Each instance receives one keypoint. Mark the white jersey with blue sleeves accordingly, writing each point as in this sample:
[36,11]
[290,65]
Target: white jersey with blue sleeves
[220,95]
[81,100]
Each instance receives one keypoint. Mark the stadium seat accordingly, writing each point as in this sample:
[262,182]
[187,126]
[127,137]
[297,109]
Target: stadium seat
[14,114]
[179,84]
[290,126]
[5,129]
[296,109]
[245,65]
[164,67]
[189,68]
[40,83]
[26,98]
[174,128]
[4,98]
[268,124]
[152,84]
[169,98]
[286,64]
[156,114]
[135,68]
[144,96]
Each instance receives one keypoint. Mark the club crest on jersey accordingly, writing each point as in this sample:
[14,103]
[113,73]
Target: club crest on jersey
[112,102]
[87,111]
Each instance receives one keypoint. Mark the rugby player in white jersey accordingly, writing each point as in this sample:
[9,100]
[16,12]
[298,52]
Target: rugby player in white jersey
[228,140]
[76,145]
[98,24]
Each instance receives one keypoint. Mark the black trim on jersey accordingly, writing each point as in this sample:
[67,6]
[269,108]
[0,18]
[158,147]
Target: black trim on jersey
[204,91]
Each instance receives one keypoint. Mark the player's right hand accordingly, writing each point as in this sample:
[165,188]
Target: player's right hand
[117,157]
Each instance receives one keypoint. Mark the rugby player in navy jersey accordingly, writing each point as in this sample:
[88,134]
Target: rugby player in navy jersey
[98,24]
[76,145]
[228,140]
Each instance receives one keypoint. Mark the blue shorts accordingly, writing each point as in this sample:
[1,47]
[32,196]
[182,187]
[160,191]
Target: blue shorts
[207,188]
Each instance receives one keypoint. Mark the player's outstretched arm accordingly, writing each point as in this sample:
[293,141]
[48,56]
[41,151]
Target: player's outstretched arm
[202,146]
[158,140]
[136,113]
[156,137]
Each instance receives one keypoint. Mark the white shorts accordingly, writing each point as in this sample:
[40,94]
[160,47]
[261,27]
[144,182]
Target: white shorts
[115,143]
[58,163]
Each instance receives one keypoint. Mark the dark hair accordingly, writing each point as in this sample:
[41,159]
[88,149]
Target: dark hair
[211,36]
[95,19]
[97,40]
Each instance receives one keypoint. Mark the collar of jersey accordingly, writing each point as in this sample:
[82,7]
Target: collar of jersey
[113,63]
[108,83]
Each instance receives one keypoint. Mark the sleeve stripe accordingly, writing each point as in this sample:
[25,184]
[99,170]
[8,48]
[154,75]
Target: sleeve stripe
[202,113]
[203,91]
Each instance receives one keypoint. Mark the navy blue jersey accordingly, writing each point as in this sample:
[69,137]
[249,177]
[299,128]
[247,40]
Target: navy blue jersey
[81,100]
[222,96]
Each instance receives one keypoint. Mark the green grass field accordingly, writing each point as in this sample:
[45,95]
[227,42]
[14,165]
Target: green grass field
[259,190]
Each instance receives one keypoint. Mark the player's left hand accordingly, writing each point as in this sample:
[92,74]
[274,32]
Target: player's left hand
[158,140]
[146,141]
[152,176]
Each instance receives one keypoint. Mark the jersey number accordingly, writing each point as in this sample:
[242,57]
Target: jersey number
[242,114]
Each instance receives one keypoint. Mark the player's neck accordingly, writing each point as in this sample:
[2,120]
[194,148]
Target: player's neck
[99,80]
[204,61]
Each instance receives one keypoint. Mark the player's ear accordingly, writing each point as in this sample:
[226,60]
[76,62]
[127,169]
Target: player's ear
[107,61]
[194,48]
⁂
▶ INSTRUÇÕES A SEGUIR
Reescale as linhas do material começando na que contém "Each instance receives one keypoint. Mark the jersey" e terminando no fim do material, ambas incluídas, reproduzindo todas as linhas desse intervalo. Multiplique por 2,55 apenas as coordenadas das respostas e arredonde para números inteiros, com metades para cima; os demais números ficam como estão.

▶ SOLUÇÃO DO EXERCÍCIO
Each instance receives one keypoint. Mark the jersey number accordingly, writing each point as in this sample:
[242,57]
Target: jersey number
[617,291]
Each instance receives one keypoint. Mark the player's neck accordingly, writing each point as in this sample:
[2,120]
[194,148]
Target: player's neck
[252,204]
[520,156]
Each instance receives one keypoint. Mark the player's ear accordingly, writing each point as in this sample:
[226,60]
[76,62]
[127,169]
Target: player's ear
[273,156]
[495,122]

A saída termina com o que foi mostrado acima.